There’s a long-term plan in place to contend for a championship or two in grand Laker tradition, and sooner rather than later given James is in his 16th season. But in the meantime, there is so much to do.
For James the on-court element of the move is proving more difficult than he might have anticipated.
Los Angeles is 4-5 after a hard-fought win in Portland on Saturday night, although things won’t get any easier on the second night of a back-to-back against the Raptors. James has preached patience from the start in L.A., and he’s started slowly before – his first year in Miami the Heat were 8-9; in his first year back in Cleveland they were 19-20 before going on a mid-season tear – but the scope of this challenge seems different.
As James ruled the East he had almost trademarked a style of play: put the ball in his hands, surround him with as many shooters as possible and let defences pick their poison. With the Lakers – or at least this version before the cavalry comes in free agency – the plan is to run and share the ball-handling and let the young talent around him grow ahead of schedule. They have more ball-handlers than shooters and more skill than experience. In some respects, it’s working – the Lakers lead the NBA in fast-break scoring and James is second in the league in transition offence.

* **EXERCISE DESCRIPTION**
According to the passage on LeBron James and the Lakers, what record did the Heat have in James's first year in Miami?

Entries from a dataset:
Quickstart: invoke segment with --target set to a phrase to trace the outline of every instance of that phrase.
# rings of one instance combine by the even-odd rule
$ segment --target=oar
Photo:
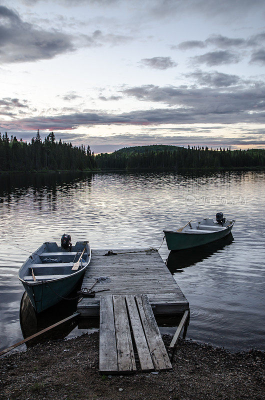
[[[34,274],[34,272],[33,272],[33,268],[32,268],[32,266],[31,266],[30,268],[32,268],[32,277],[33,278],[33,280],[36,280],[36,278],[35,277],[35,275]]]
[[[178,230],[177,230],[176,232],[182,232],[182,231],[184,229],[184,228],[186,226],[187,226],[187,225],[188,225],[188,224],[190,224],[190,222],[192,222],[192,220],[190,220],[190,221],[189,221],[188,222],[187,222],[187,223],[186,224],[186,225],[184,225],[184,226],[182,226],[182,228],[180,228],[180,229],[178,229]]]
[[[80,257],[79,258],[79,260],[78,260],[78,261],[76,261],[76,262],[75,262],[75,263],[74,264],[74,265],[73,265],[73,266],[72,266],[72,270],[78,270],[78,268],[79,268],[79,264],[80,264],[80,260],[81,260],[81,258],[82,258],[82,255],[83,255],[83,254],[84,254],[84,251],[85,251],[85,250],[86,250],[86,246],[84,246],[84,250],[83,250],[83,251],[82,252],[82,254],[81,254],[81,256],[80,256]]]

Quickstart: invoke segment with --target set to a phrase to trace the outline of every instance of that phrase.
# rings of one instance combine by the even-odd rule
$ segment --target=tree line
[[[95,156],[90,146],[56,140],[53,132],[42,140],[38,130],[30,142],[0,133],[0,171],[86,170],[264,167],[265,150],[188,148],[163,144],[124,148]]]
[[[53,132],[42,140],[38,130],[29,143],[0,133],[0,170],[84,170],[96,166],[89,146],[73,146],[60,138],[56,141]]]
[[[206,146],[188,148],[176,146],[138,146],[96,156],[102,170],[164,168],[241,168],[264,167],[265,150],[210,149]]]

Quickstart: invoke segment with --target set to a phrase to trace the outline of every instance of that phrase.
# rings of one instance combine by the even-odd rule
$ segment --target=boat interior
[[[218,224],[210,218],[204,218],[200,221],[191,221],[182,231],[186,234],[209,234],[223,230],[232,226],[234,221],[228,220],[222,224]]]
[[[78,270],[72,270],[84,250]],[[70,249],[58,246],[56,243],[46,242],[32,254],[22,266],[19,277],[26,282],[47,280],[65,278],[86,266],[90,262],[90,250],[88,243],[77,242]],[[33,272],[33,274],[32,274]]]

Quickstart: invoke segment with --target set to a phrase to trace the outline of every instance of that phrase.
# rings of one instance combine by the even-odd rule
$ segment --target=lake
[[[220,212],[236,220],[232,236],[170,254],[164,240],[159,252],[190,302],[187,338],[265,350],[264,194],[264,171],[0,176],[0,346],[22,338],[17,273],[44,242],[67,233],[92,249],[158,248],[163,229]]]

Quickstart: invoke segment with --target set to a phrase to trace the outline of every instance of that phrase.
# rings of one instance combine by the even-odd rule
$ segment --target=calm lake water
[[[164,242],[160,253],[190,302],[187,338],[264,350],[264,194],[260,171],[0,176],[0,347],[22,338],[17,273],[26,250],[60,242],[64,232],[94,249],[158,248],[163,229],[222,212],[236,220],[232,236],[170,254]],[[163,333],[176,330],[160,324]]]

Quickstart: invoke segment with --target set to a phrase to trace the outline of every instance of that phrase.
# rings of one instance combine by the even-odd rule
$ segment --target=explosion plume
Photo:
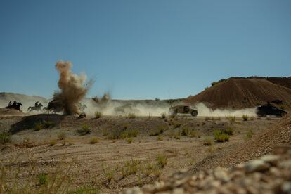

* **RESPONSE TO THIS EXERCISE**
8-9